### What you will do
Return every line of the material below as a JSON array of strings, one string per line. Skip blank lines and leave out the pictures.

_ _ _

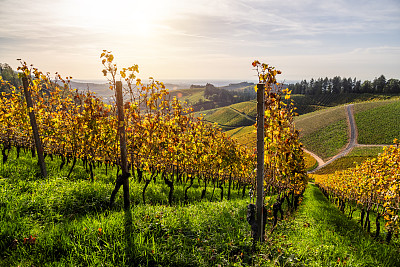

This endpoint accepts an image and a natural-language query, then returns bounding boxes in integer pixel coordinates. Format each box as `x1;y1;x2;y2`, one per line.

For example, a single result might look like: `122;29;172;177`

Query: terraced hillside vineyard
0;54;306;209
315;142;400;242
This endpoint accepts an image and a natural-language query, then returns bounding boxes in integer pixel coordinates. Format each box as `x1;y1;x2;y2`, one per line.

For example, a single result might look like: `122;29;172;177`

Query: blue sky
0;0;400;81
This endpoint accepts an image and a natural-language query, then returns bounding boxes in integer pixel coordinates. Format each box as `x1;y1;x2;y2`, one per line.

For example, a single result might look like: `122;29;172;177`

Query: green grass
300;120;348;160
0;151;252;266
355;101;400;144
230;101;257;118
198;107;254;128
265;185;400;267
315;147;383;174
226;126;257;148
0;150;399;266
170;88;209;105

_ _ _

### Answer below
[
  "This endpoint accepts an image and a natural-language query, then returns bounding boxes in integer pixel coordinates. Format each box as `x1;y1;x2;y2`, one per line.",
  "For example, a single result might look like: `122;29;172;177`",
  "Query: terraced hillside vineyard",
  "0;54;306;209",
  "315;142;400;242",
  "This endpoint accepts an image and a natural-language query, then returns bounding boxes in integer pixel coordinates. Format each box as `x1;y1;x2;y2`, one per line.",
  "For example, a single result might look like: `122;29;172;177`",
  "Query: blue sky",
  "0;0;400;81",
  "This endpoint accepts an image and a natural-language query, then returns bounding boxes in integer pixel coordinates. Format each box as `x1;y1;x2;y2`, one per line.",
  "For example, a single result might look like: `122;29;172;177`",
  "Query: green grass",
  "300;120;348;160",
  "0;151;252;266",
  "355;101;400;144",
  "230;101;257;118",
  "198;107;254;128",
  "265;185;400;267",
  "315;147;383;174",
  "226;126;257;148",
  "0;150;399;266",
  "170;88;209;105"
]